/---

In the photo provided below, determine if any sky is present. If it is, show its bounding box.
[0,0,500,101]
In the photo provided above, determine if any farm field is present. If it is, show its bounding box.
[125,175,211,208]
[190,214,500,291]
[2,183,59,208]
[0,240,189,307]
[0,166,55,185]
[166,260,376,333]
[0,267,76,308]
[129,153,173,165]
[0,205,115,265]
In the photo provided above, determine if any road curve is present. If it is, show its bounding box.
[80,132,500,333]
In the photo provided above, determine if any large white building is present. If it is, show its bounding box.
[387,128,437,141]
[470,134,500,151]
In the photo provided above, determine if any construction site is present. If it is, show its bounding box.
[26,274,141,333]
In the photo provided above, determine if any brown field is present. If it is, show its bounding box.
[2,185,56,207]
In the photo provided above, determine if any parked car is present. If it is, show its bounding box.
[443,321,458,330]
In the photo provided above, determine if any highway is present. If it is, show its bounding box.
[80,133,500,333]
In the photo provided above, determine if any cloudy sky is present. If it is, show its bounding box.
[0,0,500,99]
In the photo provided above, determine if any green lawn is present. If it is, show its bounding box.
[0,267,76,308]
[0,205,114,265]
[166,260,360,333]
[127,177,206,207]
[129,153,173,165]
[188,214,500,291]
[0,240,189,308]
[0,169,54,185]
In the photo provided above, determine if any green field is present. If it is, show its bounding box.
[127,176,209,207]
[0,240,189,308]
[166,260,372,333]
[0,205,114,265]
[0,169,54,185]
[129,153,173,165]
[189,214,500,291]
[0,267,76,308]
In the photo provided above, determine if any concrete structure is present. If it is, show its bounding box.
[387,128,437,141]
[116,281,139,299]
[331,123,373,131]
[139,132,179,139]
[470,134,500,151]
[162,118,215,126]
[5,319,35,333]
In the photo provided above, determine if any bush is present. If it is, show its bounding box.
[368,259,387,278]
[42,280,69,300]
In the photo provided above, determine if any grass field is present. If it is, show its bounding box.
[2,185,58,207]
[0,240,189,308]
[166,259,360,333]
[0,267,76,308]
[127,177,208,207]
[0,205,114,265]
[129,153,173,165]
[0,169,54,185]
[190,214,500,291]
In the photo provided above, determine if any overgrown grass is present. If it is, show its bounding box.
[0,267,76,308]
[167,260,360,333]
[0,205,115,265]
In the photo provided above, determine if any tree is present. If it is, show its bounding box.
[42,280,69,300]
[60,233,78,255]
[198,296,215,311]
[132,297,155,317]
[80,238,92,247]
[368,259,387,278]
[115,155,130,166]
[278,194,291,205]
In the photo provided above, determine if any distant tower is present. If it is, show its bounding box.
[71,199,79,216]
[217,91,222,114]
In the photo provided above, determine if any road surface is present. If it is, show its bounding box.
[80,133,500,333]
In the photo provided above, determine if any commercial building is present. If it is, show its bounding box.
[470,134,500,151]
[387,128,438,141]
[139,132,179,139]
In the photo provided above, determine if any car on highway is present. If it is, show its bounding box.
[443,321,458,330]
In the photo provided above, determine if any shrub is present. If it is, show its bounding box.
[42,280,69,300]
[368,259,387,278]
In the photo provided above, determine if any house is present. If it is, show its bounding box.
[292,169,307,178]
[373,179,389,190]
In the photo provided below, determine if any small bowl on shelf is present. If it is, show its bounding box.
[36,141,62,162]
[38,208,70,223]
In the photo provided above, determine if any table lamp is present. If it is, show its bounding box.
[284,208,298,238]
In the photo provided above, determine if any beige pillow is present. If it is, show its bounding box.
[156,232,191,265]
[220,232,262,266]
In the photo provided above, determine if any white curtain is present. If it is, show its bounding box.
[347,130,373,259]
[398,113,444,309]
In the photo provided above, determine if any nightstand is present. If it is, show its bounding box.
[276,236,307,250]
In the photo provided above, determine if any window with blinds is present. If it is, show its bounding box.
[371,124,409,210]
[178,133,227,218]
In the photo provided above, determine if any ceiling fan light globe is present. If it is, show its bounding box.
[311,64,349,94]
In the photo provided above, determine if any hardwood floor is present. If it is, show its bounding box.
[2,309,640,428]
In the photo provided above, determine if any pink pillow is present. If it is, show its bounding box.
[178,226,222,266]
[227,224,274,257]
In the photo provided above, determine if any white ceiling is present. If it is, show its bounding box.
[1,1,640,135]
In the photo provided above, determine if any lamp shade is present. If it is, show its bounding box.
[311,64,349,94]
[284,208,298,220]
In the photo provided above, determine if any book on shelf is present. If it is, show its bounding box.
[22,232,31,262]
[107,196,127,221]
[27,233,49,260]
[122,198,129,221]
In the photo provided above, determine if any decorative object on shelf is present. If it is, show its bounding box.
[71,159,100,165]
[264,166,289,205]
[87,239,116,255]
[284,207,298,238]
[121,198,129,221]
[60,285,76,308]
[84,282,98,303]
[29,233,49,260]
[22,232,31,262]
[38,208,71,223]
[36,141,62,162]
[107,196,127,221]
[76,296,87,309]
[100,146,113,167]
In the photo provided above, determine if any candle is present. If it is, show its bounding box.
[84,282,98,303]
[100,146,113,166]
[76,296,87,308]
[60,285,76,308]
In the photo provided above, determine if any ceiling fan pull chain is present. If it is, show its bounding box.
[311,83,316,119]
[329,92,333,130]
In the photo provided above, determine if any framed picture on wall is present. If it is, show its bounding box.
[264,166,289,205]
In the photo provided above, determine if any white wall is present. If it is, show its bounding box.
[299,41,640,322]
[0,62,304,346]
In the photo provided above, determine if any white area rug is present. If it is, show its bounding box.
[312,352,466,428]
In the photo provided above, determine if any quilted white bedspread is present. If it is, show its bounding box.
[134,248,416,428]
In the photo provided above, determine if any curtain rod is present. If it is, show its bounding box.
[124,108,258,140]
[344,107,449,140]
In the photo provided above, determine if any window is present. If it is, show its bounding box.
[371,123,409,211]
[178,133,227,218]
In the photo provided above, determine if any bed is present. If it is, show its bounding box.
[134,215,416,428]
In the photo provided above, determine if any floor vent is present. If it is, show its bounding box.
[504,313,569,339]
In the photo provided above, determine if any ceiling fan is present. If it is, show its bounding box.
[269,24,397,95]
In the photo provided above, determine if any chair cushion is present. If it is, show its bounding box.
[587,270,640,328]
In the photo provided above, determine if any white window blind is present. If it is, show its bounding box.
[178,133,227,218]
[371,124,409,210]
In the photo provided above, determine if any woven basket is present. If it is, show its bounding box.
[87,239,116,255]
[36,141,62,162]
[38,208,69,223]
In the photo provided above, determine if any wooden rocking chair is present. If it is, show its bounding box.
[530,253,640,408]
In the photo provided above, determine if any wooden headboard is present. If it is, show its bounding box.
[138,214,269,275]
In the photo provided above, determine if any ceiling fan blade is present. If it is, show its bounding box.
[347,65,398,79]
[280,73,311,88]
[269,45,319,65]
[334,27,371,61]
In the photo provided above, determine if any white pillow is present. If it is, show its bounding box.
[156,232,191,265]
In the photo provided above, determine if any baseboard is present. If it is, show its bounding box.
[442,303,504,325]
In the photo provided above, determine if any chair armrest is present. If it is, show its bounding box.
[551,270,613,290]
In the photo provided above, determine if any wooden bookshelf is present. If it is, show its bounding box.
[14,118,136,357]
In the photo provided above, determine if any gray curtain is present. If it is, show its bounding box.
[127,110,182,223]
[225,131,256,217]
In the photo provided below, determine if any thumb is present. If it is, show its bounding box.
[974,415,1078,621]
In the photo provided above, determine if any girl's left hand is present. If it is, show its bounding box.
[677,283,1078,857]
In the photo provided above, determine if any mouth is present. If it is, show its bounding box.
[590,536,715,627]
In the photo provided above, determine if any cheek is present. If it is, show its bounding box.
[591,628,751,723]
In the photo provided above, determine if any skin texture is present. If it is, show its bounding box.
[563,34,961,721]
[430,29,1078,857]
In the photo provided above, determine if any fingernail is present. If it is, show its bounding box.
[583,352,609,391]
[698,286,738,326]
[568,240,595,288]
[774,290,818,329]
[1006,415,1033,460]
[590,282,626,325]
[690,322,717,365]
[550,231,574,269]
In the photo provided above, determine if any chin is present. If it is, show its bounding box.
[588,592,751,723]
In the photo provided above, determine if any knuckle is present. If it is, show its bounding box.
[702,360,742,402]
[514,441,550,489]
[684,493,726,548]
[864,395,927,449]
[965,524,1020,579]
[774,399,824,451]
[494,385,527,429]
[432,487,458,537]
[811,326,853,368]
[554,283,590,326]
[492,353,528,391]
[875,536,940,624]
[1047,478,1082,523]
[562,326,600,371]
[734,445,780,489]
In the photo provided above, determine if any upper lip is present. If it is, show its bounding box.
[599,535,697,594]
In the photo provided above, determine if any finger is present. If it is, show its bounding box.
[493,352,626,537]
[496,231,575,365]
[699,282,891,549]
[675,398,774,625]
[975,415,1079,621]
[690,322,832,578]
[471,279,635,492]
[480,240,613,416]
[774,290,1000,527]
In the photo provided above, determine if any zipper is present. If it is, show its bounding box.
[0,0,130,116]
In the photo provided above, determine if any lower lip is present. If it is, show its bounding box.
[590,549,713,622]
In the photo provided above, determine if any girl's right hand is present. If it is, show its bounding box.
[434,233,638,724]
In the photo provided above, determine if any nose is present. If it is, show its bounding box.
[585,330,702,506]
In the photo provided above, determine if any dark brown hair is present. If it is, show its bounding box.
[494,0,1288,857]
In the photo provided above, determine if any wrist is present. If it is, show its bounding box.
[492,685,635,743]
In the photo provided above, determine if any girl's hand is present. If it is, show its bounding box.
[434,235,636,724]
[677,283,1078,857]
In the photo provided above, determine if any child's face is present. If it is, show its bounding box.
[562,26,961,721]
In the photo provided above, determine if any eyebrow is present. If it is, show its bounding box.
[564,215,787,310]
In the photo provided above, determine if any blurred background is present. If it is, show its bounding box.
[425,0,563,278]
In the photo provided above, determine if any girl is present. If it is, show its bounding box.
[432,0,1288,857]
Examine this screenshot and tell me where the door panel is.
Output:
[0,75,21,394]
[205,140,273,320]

\---

» Goal
Please copy everything in the records above, from the line containing "In the photo provided above, determine if any car" down to the line containing "[284,208,298,238]", including both of those lines, character for character.

» Correct result
In the photo provided above, determine if any car on highway is present. If it is, show its bounding box.
[443,321,458,330]
In the photo provided above, determine if any shrub is present. If it is, show its bounding box.
[42,280,69,300]
[368,259,387,278]
In the photo provided above, determine if any house is present. If it is, show its bounding box.
[292,169,307,178]
[373,179,389,190]
In the photo provided below, determine if any small bowl on shelf is present. If it is, show its bounding box.
[36,141,62,162]
[38,208,70,223]
In the photo provided above, determine if any table lamp is present. If it is, show its bounding box.
[284,208,298,238]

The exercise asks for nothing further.